> **Given request**
Exactly reproduce the lines from the one holding "Could you point out the leaf" through the final line of the listing below, with both ends included and nothing else.

> **Recorded data**

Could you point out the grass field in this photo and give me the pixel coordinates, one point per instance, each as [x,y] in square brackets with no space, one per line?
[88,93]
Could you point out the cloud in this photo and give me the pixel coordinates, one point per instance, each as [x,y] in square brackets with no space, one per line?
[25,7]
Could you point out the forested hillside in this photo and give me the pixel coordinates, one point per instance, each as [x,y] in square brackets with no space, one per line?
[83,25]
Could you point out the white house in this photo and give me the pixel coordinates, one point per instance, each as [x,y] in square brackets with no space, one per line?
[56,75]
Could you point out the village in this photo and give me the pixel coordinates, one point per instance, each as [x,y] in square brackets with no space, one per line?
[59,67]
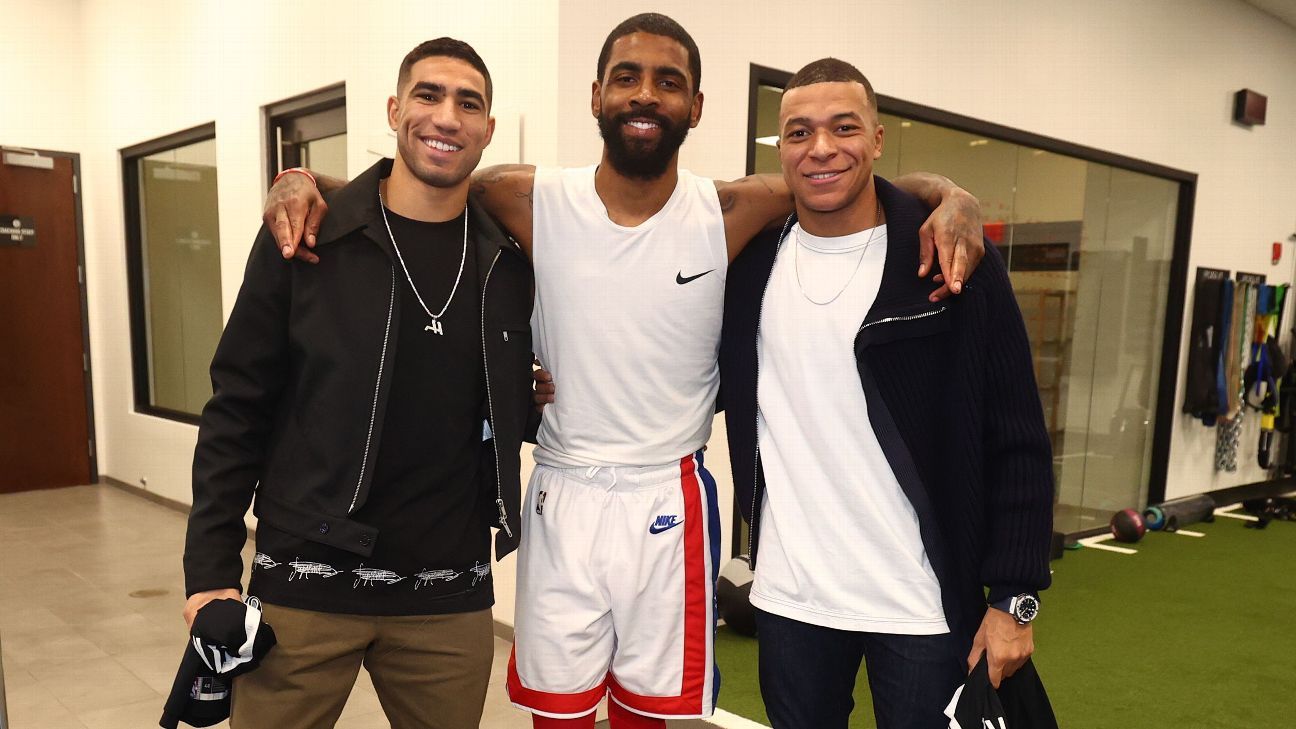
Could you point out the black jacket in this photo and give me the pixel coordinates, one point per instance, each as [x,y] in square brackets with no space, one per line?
[951,396]
[301,380]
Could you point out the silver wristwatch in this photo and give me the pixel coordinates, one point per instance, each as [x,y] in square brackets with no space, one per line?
[1023,609]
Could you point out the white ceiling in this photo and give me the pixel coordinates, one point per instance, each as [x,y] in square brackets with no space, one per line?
[1282,9]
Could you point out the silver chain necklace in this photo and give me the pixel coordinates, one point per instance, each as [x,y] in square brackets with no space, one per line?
[434,327]
[796,261]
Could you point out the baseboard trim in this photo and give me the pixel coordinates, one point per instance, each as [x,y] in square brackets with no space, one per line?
[156,498]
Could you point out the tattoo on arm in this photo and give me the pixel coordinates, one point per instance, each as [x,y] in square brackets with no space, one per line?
[727,200]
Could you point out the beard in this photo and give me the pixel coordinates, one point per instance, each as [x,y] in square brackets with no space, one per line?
[639,158]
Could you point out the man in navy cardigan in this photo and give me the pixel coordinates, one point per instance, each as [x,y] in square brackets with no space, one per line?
[889,452]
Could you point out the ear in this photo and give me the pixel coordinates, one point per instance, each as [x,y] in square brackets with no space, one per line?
[393,112]
[695,114]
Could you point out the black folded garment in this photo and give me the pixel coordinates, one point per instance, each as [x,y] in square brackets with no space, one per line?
[228,638]
[1020,703]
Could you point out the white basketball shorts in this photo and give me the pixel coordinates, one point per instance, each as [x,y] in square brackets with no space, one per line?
[616,592]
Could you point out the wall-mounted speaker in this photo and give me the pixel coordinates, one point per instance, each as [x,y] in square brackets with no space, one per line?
[1248,107]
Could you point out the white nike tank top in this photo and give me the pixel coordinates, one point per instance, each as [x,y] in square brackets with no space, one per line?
[627,321]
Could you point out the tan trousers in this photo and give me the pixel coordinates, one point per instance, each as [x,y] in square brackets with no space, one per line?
[429,671]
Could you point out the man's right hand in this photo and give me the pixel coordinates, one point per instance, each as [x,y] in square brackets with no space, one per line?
[293,212]
[197,599]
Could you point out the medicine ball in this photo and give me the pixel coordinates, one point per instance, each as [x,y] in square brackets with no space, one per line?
[732,594]
[1128,525]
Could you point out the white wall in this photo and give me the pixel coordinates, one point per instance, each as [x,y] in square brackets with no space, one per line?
[40,66]
[1151,81]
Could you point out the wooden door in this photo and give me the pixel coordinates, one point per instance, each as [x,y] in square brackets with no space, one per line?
[44,359]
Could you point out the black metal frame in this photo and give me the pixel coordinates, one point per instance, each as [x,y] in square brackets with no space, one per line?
[135,262]
[88,370]
[311,114]
[1177,289]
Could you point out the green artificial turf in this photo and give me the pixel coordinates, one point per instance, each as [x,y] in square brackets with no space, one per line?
[1187,633]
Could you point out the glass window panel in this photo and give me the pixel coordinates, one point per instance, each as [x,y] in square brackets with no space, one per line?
[1089,250]
[180,250]
[325,156]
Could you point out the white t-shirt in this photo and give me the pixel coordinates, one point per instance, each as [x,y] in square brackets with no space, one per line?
[627,319]
[840,542]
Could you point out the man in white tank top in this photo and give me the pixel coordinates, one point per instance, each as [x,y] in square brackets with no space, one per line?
[621,529]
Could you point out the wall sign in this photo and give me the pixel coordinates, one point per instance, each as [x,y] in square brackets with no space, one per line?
[17,231]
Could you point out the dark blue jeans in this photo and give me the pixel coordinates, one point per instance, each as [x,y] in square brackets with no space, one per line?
[808,675]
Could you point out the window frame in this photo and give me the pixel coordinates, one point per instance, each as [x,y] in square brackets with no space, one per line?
[316,114]
[131,156]
[1168,372]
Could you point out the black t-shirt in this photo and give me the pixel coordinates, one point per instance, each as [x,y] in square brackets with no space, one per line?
[433,548]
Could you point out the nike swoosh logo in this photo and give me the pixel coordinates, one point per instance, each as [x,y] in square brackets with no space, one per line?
[682,280]
[656,529]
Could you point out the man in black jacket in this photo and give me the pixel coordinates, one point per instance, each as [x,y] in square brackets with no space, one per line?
[889,452]
[375,405]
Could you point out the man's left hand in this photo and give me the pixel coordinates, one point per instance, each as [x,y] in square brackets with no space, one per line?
[953,235]
[544,388]
[1007,645]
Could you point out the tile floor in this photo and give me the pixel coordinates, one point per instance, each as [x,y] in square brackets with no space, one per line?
[91,590]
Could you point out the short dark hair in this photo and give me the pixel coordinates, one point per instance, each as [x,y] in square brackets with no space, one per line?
[832,70]
[450,48]
[655,23]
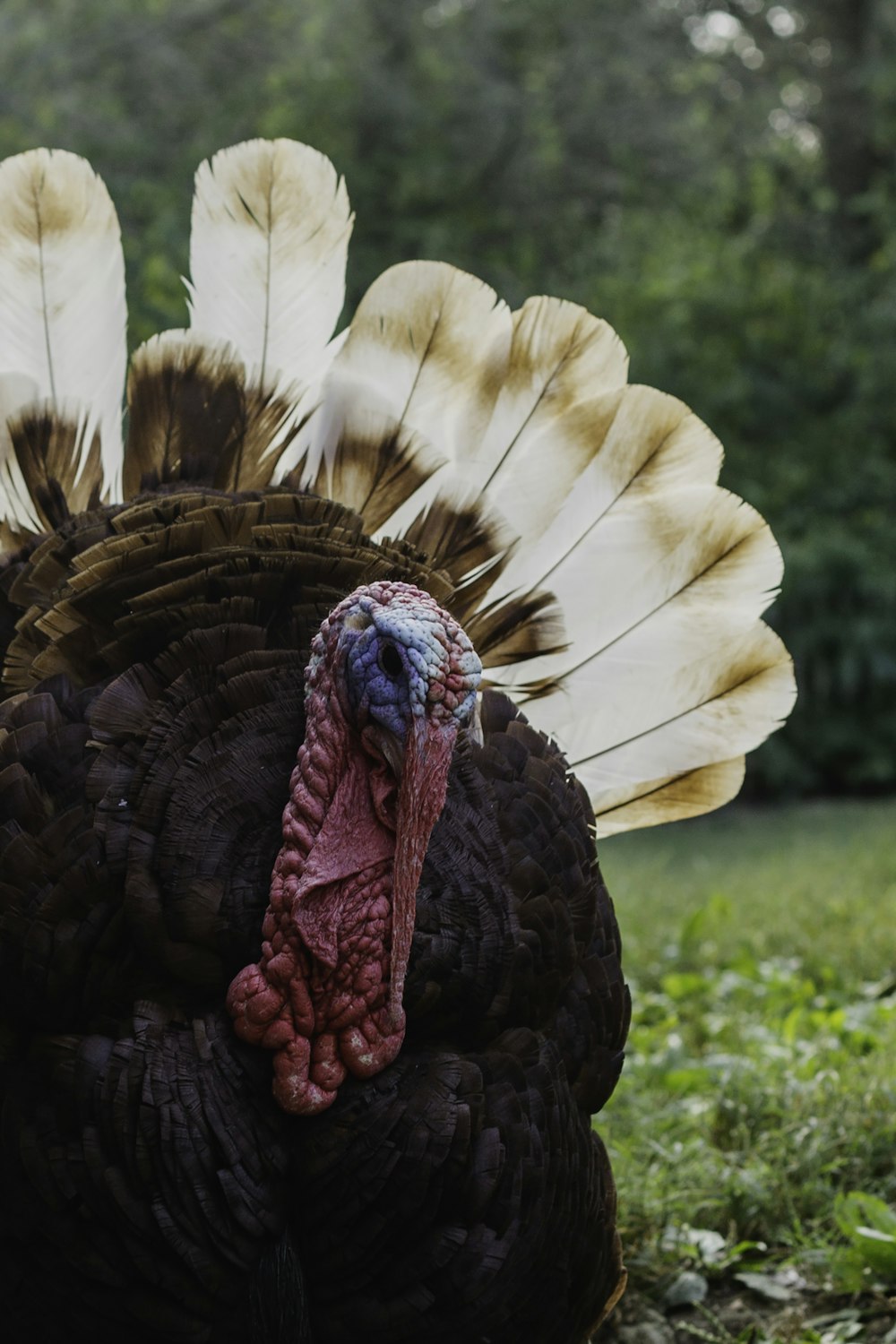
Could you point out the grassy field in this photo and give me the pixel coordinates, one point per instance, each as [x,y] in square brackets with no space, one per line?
[754,1129]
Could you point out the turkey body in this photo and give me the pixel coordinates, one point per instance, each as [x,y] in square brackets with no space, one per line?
[151,1183]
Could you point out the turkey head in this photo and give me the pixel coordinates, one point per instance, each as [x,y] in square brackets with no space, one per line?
[392,680]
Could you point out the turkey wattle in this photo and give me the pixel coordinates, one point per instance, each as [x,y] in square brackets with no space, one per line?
[392,680]
[384,876]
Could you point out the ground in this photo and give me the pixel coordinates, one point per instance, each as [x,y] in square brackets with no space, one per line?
[754,1129]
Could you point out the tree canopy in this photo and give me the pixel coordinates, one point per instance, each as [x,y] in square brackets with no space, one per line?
[712,177]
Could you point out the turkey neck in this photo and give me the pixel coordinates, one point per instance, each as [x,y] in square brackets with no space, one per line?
[320,994]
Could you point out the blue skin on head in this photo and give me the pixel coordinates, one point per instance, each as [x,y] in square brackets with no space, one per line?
[398,666]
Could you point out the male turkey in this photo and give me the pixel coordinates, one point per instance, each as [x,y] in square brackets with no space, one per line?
[309,980]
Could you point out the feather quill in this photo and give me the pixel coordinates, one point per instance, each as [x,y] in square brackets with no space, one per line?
[62,298]
[651,667]
[271,228]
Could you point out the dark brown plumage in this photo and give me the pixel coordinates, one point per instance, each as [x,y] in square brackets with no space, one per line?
[177,900]
[150,1177]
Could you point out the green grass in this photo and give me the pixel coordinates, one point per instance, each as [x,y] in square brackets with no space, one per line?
[761,1081]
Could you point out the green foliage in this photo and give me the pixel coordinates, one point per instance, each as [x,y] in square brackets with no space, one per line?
[869,1226]
[713,177]
[758,1094]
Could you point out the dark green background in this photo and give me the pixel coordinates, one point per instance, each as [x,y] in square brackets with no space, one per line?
[715,179]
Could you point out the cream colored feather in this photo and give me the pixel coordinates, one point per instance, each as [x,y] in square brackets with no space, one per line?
[669,675]
[424,355]
[437,406]
[62,296]
[271,228]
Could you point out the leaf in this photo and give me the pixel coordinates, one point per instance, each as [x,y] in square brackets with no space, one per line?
[767,1285]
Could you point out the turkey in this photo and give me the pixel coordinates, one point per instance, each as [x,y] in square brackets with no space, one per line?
[314,687]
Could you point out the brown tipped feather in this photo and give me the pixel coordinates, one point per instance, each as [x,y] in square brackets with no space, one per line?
[194,418]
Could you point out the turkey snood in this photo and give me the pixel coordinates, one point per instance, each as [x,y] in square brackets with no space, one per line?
[392,680]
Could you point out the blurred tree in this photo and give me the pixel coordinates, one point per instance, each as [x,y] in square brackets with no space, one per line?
[713,177]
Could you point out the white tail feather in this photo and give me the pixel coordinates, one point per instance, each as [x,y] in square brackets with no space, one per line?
[669,675]
[602,494]
[62,293]
[271,230]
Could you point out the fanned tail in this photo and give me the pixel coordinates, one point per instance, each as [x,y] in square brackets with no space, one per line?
[618,590]
[610,585]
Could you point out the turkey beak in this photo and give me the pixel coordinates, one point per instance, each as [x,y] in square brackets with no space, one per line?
[427,755]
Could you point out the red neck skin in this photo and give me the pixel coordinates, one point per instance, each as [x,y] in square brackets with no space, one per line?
[327,994]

> **Response to the exercise**
Could you point out the leaf in this photo and give me the pixel coordinates, one point per instance, each as [x,y] in square brackets with no space, one per line?
[767,1285]
Could you point out the turkey in this photo and give me the pixel coordinates, one point per instance, each as [x,y] in square brackets with no space, one per line?
[314,687]
Could you point out the brown tipped feather in this photo and give me the pixel coordinates, one point per instance, each as [x,y] in square brackets with no space, one per line?
[194,418]
Could you point out the turkey snood in this photo and give me the pixel coordinates, one point per instance, each as [x,y] in square brackets with no space, one per line?
[392,680]
Could you point out the blurred tree in this photo and give me the pixel coordinates, one point per instance, each as [x,y] in square brackets with no space, one per line?
[713,177]
Could you point out the white tail feather in this photo and give me the pixel coordinates, one point per instance, each as [x,y] in square brackets with no space, one per line?
[669,675]
[602,494]
[62,293]
[271,230]
Could you point out the fanned tail in this photo and give me the pixel coordinates, one point per instance, each as [x,y] in square brackets with no space, one per line?
[618,590]
[610,585]
Could you point out the turkey beak in this photo and give me the pixel coordinates, one point per instance, each as [x,y] in square brackets with no space, one per line?
[427,755]
Could you point out the red neck skin in this photo and give me the pixel coordinates, one point per instance, each as [x,y] in square brackets with no space, one per line?
[327,994]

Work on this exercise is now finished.